• [Job]
Word for word, give the material below again, minus any images.

• [Entries provided]
▽
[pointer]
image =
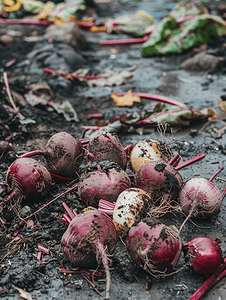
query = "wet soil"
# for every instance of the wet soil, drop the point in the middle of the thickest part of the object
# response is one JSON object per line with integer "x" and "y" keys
{"x": 156, "y": 75}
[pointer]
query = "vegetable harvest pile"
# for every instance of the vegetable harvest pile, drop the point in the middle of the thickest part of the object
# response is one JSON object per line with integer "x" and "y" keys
{"x": 126, "y": 193}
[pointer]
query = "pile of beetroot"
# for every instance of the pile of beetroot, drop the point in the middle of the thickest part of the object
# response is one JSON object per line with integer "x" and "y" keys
{"x": 126, "y": 191}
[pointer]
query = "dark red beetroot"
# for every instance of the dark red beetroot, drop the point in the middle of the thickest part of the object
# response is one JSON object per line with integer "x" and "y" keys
△
• [Correct response]
[pointer]
image =
query = "wet soil"
# for every instance of the wet soil, drop the point in the middle of the thickest part of the object
# response is one JSON object per line with integer "x" and "y" keys
{"x": 156, "y": 75}
[pointer]
query = "vegetable harvest pile"
# for every instance of the vegetable harvest pile, drop the point in the middle of the thickest part of the object
# response is one JSON object per line with integer "x" and "y" keys
{"x": 126, "y": 193}
[pointer]
query = "pile of beetroot"
# for every instance of the pile of beetroot, drop the point in the middle of the thickest part of the object
# response is one JSON object per line with integer "x" and "y" keys
{"x": 126, "y": 191}
[pointer]
query = "dark red beetroot"
# for every instance of the dark red beetroot, drop the point in the middle of the thickest part of the object
# response is one JSON object per line with integer "x" and "y" keys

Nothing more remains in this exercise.